-- SOURCE DATA follows --

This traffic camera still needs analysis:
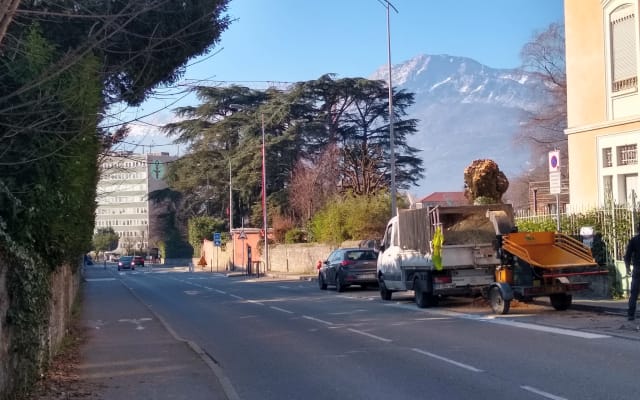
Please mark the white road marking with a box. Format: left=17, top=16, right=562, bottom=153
left=521, top=385, right=568, bottom=400
left=329, top=310, right=367, bottom=315
left=85, top=278, right=116, bottom=282
left=278, top=285, right=290, bottom=289
left=347, top=328, right=392, bottom=342
left=270, top=306, right=294, bottom=314
left=118, top=318, right=152, bottom=330
left=486, top=318, right=610, bottom=339
left=302, top=315, right=334, bottom=325
left=248, top=300, right=265, bottom=306
left=412, top=348, right=483, bottom=372
left=390, top=303, right=610, bottom=339
left=230, top=294, right=244, bottom=300
left=184, top=290, right=200, bottom=295
left=215, top=289, right=227, bottom=294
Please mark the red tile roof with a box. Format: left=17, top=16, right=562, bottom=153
left=419, top=191, right=467, bottom=205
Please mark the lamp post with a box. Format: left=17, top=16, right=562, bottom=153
left=261, top=113, right=269, bottom=273
left=228, top=103, right=269, bottom=273
left=378, top=0, right=398, bottom=217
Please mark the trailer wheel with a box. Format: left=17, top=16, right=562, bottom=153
left=414, top=278, right=437, bottom=308
left=318, top=273, right=327, bottom=290
left=490, top=286, right=510, bottom=315
left=550, top=293, right=572, bottom=311
left=379, top=280, right=392, bottom=301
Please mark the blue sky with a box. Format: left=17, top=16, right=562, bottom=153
left=115, top=0, right=564, bottom=153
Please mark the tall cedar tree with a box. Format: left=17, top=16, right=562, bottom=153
left=162, top=75, right=424, bottom=227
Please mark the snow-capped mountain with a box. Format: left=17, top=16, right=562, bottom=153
left=371, top=54, right=551, bottom=196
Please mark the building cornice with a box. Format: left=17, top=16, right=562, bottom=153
left=565, top=115, right=640, bottom=135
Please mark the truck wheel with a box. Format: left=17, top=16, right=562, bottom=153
left=490, top=286, right=510, bottom=315
left=318, top=273, right=327, bottom=290
left=550, top=293, right=572, bottom=311
left=336, top=276, right=345, bottom=292
left=414, top=278, right=437, bottom=308
left=379, top=280, right=392, bottom=301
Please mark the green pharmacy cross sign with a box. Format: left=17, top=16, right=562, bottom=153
left=151, top=160, right=165, bottom=180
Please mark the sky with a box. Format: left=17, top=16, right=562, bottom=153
left=113, top=0, right=564, bottom=154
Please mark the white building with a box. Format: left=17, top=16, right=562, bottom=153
left=95, top=151, right=176, bottom=254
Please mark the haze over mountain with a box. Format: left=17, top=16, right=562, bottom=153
left=371, top=54, right=551, bottom=198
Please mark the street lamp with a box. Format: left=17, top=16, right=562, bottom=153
left=378, top=0, right=398, bottom=217
left=261, top=113, right=269, bottom=273
left=228, top=103, right=269, bottom=273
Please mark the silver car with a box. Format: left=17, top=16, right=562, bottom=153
left=318, top=248, right=379, bottom=292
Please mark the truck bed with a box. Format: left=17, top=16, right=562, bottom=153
left=502, top=232, right=597, bottom=269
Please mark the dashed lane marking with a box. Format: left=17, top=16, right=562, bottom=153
left=270, top=306, right=294, bottom=314
left=412, top=348, right=483, bottom=373
left=521, top=385, right=568, bottom=400
left=302, top=315, right=334, bottom=325
left=347, top=328, right=392, bottom=342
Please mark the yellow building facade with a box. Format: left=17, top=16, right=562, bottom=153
left=565, top=0, right=640, bottom=209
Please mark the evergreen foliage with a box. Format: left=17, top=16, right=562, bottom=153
left=162, top=75, right=424, bottom=233
left=188, top=216, right=226, bottom=257
left=0, top=2, right=231, bottom=397
left=92, top=228, right=120, bottom=253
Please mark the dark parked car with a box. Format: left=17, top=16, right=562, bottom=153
left=117, top=256, right=136, bottom=271
left=132, top=256, right=145, bottom=267
left=318, top=248, right=379, bottom=292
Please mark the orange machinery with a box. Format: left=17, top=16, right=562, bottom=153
left=491, top=231, right=606, bottom=313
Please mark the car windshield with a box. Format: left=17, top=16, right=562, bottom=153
left=120, top=257, right=133, bottom=262
left=345, top=251, right=377, bottom=261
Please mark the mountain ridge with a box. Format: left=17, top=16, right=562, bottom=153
left=371, top=53, right=549, bottom=196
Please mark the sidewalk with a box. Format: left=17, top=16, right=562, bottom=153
left=78, top=265, right=232, bottom=400
left=536, top=296, right=630, bottom=315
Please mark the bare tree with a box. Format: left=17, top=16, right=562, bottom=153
left=0, top=0, right=20, bottom=46
left=288, top=144, right=340, bottom=222
left=510, top=22, right=567, bottom=206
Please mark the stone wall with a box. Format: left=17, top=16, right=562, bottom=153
left=47, top=264, right=80, bottom=359
left=266, top=243, right=335, bottom=274
left=0, top=258, right=80, bottom=398
left=200, top=240, right=336, bottom=275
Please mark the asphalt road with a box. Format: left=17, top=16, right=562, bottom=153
left=112, top=268, right=639, bottom=400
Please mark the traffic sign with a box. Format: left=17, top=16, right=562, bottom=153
left=549, top=171, right=561, bottom=194
left=548, top=150, right=560, bottom=172
left=213, top=232, right=221, bottom=246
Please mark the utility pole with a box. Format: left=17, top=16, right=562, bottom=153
left=261, top=113, right=269, bottom=274
left=379, top=0, right=399, bottom=217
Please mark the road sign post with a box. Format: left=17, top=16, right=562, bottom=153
left=213, top=232, right=222, bottom=273
left=549, top=151, right=561, bottom=231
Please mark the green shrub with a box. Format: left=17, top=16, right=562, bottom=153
left=284, top=228, right=306, bottom=243
left=310, top=193, right=390, bottom=244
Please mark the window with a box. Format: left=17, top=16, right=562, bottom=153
left=603, top=175, right=613, bottom=201
left=617, top=144, right=637, bottom=165
left=610, top=4, right=637, bottom=92
left=603, top=147, right=613, bottom=167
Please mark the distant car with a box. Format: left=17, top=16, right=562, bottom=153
left=118, top=256, right=135, bottom=271
left=317, top=248, right=379, bottom=292
left=132, top=256, right=145, bottom=267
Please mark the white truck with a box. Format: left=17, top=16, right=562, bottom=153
left=377, top=204, right=516, bottom=309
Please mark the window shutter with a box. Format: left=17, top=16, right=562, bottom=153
left=611, top=5, right=638, bottom=91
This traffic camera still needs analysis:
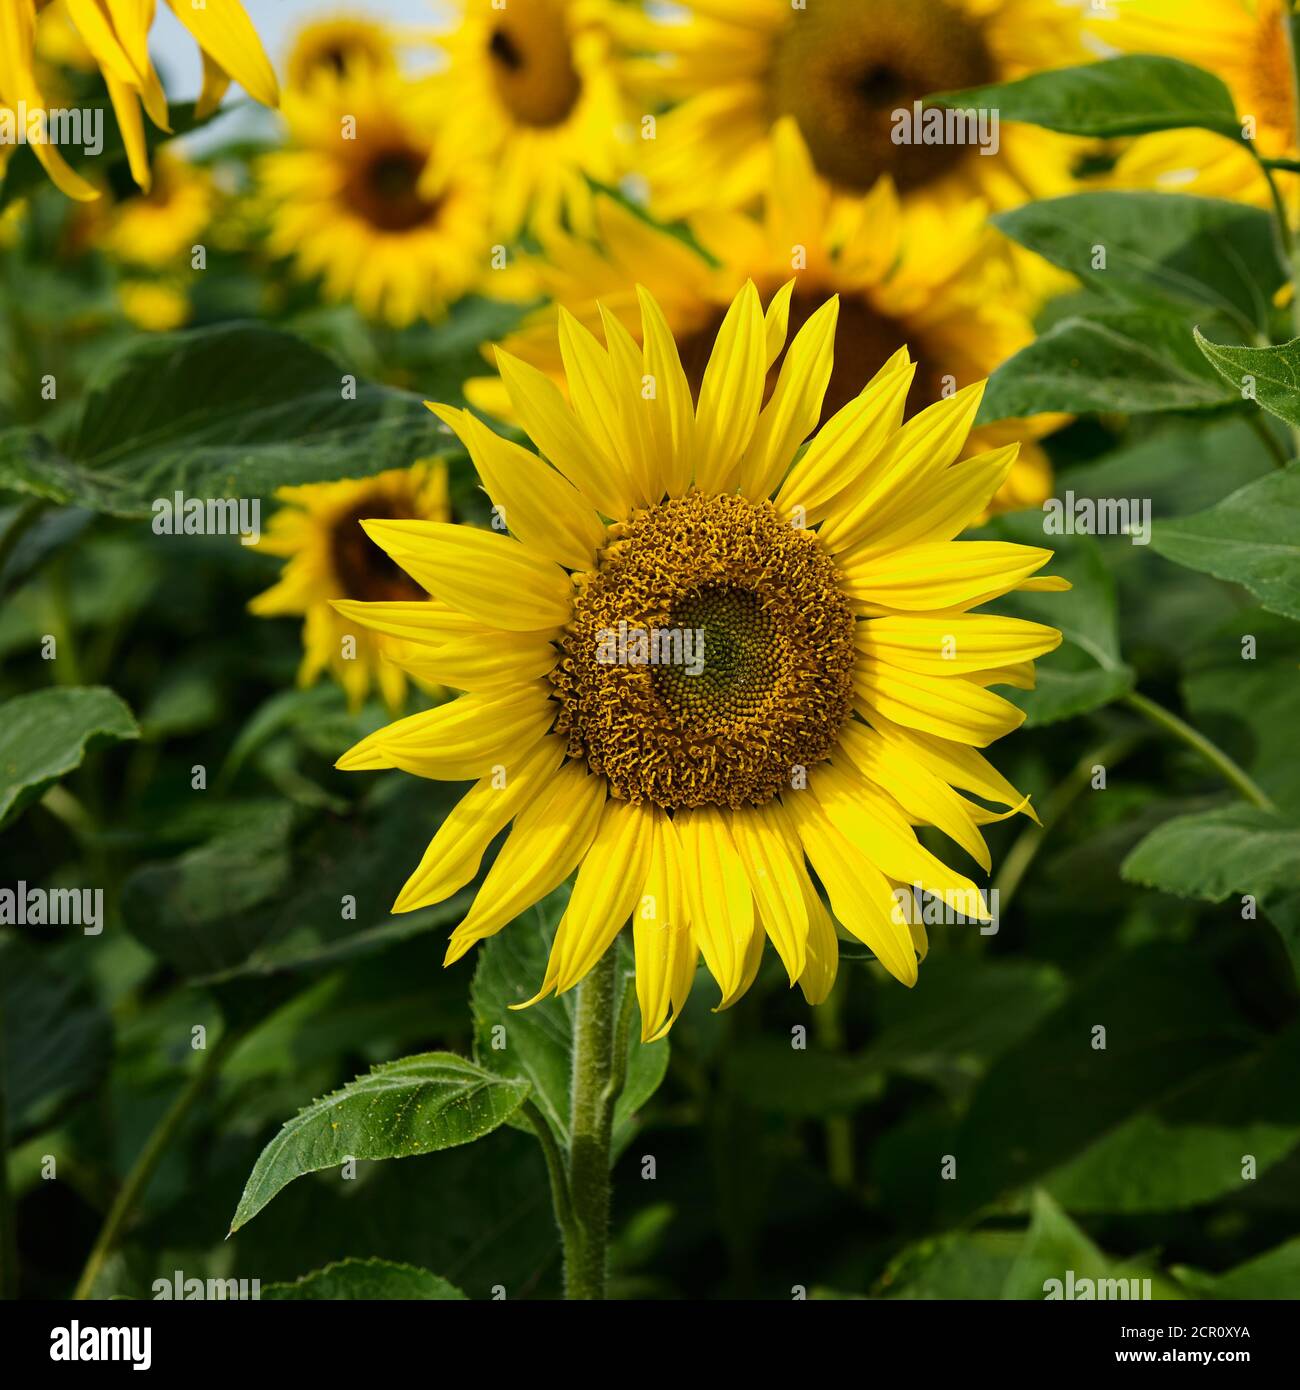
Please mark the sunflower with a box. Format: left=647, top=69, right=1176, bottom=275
left=285, top=15, right=397, bottom=94
left=434, top=0, right=632, bottom=235
left=259, top=72, right=492, bottom=327
left=333, top=282, right=1066, bottom=1038
left=1088, top=0, right=1291, bottom=206
left=117, top=280, right=190, bottom=332
left=92, top=153, right=216, bottom=269
left=1, top=0, right=277, bottom=200
left=618, top=0, right=1085, bottom=221
left=249, top=462, right=451, bottom=714
left=469, top=120, right=1059, bottom=516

-- SOURCE DATA concluded --

• PROBLEM REQUIREMENTS: Without including any pictures, return every line of the records exactly.

• TASK SOLUTION:
This traffic camera still needs analysis:
Please mark the white road marking with a box. Format: left=17, top=16, right=562, bottom=153
left=521, top=385, right=568, bottom=400
left=329, top=310, right=367, bottom=315
left=85, top=278, right=116, bottom=282
left=278, top=285, right=290, bottom=289
left=347, top=328, right=392, bottom=342
left=270, top=306, right=294, bottom=314
left=118, top=318, right=152, bottom=330
left=486, top=318, right=610, bottom=339
left=302, top=315, right=334, bottom=325
left=248, top=300, right=265, bottom=306
left=412, top=348, right=483, bottom=372
left=390, top=303, right=610, bottom=339
left=230, top=294, right=244, bottom=300
left=184, top=290, right=200, bottom=295
left=215, top=289, right=227, bottom=294
Please mark the red tile roof with a box. Format: left=17, top=16, right=562, bottom=153
left=419, top=191, right=467, bottom=205
Please mark the lamp post with a box. Format: left=17, top=16, right=562, bottom=153
left=261, top=113, right=269, bottom=273
left=228, top=103, right=269, bottom=273
left=378, top=0, right=398, bottom=217
Please mark the trailer wheel with a box. Format: left=17, top=16, right=562, bottom=153
left=414, top=278, right=437, bottom=308
left=318, top=273, right=327, bottom=290
left=490, top=286, right=510, bottom=315
left=550, top=293, right=572, bottom=311
left=379, top=280, right=392, bottom=301
Please mark the blue sky with a box. Format: left=17, top=16, right=562, bottom=153
left=115, top=0, right=564, bottom=153
Please mark the tall cedar tree with a box. Format: left=17, top=16, right=562, bottom=153
left=162, top=75, right=424, bottom=227
Please mark the snow-capped mountain with a box. Format: left=17, top=16, right=562, bottom=153
left=371, top=54, right=551, bottom=196
Please mark the building cornice with a box. Format: left=17, top=16, right=562, bottom=153
left=565, top=115, right=640, bottom=135
Please mark the truck wheel with a box. Format: left=17, top=16, right=562, bottom=153
left=490, top=286, right=510, bottom=315
left=318, top=273, right=327, bottom=290
left=550, top=293, right=572, bottom=311
left=336, top=276, right=345, bottom=292
left=414, top=278, right=437, bottom=308
left=379, top=280, right=392, bottom=301
Please mark the green pharmacy cross sign with a box. Format: left=17, top=16, right=562, bottom=153
left=151, top=160, right=165, bottom=180
Please mark the sky with a box. Format: left=17, top=16, right=562, bottom=153
left=113, top=0, right=564, bottom=154
Please mark the white building with a box. Format: left=17, top=16, right=562, bottom=153
left=95, top=151, right=176, bottom=254
Please mark the haze over mountain with a box. Format: left=17, top=16, right=562, bottom=153
left=371, top=54, right=551, bottom=198
Please mark the street lamp with a box. Format: left=17, top=16, right=562, bottom=153
left=378, top=0, right=398, bottom=217
left=261, top=113, right=269, bottom=273
left=228, top=103, right=269, bottom=273
Please mark the silver car with a box. Format: left=17, top=16, right=562, bottom=153
left=318, top=248, right=379, bottom=292
Please mark the truck bed with a box. Format: left=17, top=16, right=562, bottom=153
left=502, top=232, right=597, bottom=269
Please mark the dashed lane marking with a box. Format: left=17, top=16, right=562, bottom=153
left=270, top=306, right=294, bottom=314
left=412, top=348, right=483, bottom=373
left=521, top=385, right=568, bottom=400
left=302, top=315, right=334, bottom=325
left=347, top=328, right=392, bottom=342
Please mark the yellow building facade with a box. Format: left=17, top=16, right=562, bottom=153
left=565, top=0, right=640, bottom=209
Please mark the evergreen foliage with a box. Format: left=17, top=16, right=562, bottom=153
left=162, top=75, right=424, bottom=233
left=188, top=216, right=226, bottom=257
left=0, top=2, right=231, bottom=397
left=92, top=228, right=120, bottom=253
Please mark the dark parked car with a box. Format: left=17, top=16, right=562, bottom=153
left=117, top=256, right=136, bottom=271
left=132, top=256, right=145, bottom=267
left=318, top=248, right=379, bottom=292
Please mark the orange machinery with a box. Format: left=17, top=16, right=562, bottom=153
left=491, top=231, right=606, bottom=313
Please mark the car windshield with a box. Format: left=17, top=16, right=562, bottom=153
left=120, top=257, right=133, bottom=262
left=345, top=251, right=377, bottom=261
Please mark the mountain ridge with a box. Format: left=17, top=16, right=562, bottom=153
left=371, top=53, right=549, bottom=196
Please mark the sidewalk with a box. Format: left=17, top=16, right=562, bottom=153
left=78, top=265, right=232, bottom=400
left=536, top=296, right=630, bottom=315
Please mark the bare tree with a box. Format: left=17, top=16, right=562, bottom=153
left=0, top=0, right=20, bottom=46
left=288, top=144, right=340, bottom=222
left=510, top=22, right=567, bottom=206
Please mark the stone wall with a box. Format: left=17, top=16, right=562, bottom=153
left=47, top=264, right=80, bottom=359
left=266, top=243, right=335, bottom=274
left=0, top=258, right=80, bottom=398
left=200, top=240, right=336, bottom=275
Please mark the asphalt road with a box. Format: left=17, top=16, right=562, bottom=153
left=112, top=268, right=639, bottom=400
Please mark the traffic sign with a box. Format: left=17, top=16, right=562, bottom=153
left=549, top=171, right=561, bottom=194
left=548, top=150, right=560, bottom=172
left=213, top=232, right=221, bottom=246
Please mark the utility pole with a box. Format: left=17, top=16, right=562, bottom=153
left=261, top=113, right=269, bottom=274
left=379, top=0, right=399, bottom=217
Please mark the road sign post with a box. Format: left=17, top=16, right=562, bottom=153
left=213, top=232, right=222, bottom=273
left=549, top=151, right=561, bottom=231
Please mark the green shrub with a box. Format: left=17, top=16, right=562, bottom=153
left=284, top=228, right=306, bottom=243
left=310, top=193, right=390, bottom=244
Please mark the window with a box. Format: left=17, top=16, right=562, bottom=153
left=603, top=175, right=613, bottom=201
left=617, top=144, right=637, bottom=165
left=610, top=4, right=637, bottom=92
left=603, top=147, right=613, bottom=167
Please mark the distant car with a box. Format: left=17, top=16, right=562, bottom=153
left=118, top=256, right=135, bottom=271
left=317, top=248, right=379, bottom=292
left=132, top=256, right=145, bottom=267
Please mark the white truck with a box. Format: left=17, top=16, right=562, bottom=153
left=377, top=204, right=516, bottom=309
Please mark the window shutter with a box. Format: left=17, top=16, right=562, bottom=153
left=611, top=5, right=638, bottom=91
This traffic camera still needs analysis:
Please mark the sunflower with a box. Format: left=647, top=69, right=1176, bottom=275
left=285, top=15, right=397, bottom=94
left=434, top=0, right=632, bottom=235
left=259, top=72, right=492, bottom=327
left=333, top=282, right=1066, bottom=1038
left=1088, top=0, right=1291, bottom=206
left=117, top=280, right=190, bottom=332
left=92, top=153, right=216, bottom=269
left=1, top=0, right=277, bottom=200
left=618, top=0, right=1085, bottom=221
left=249, top=462, right=451, bottom=714
left=469, top=120, right=1059, bottom=516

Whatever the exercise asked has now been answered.